[Provided information start]

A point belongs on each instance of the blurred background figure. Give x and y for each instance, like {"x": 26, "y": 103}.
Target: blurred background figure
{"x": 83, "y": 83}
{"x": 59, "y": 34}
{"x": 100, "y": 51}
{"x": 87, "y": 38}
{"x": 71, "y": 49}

[Provided information end]

Reproduce every line of the records above, character for character.

A point belongs on each instance of the blurred background figure. Give x and y for each instance, like {"x": 26, "y": 103}.
Target: blurred background figure
{"x": 83, "y": 83}
{"x": 59, "y": 34}
{"x": 100, "y": 51}
{"x": 87, "y": 38}
{"x": 71, "y": 49}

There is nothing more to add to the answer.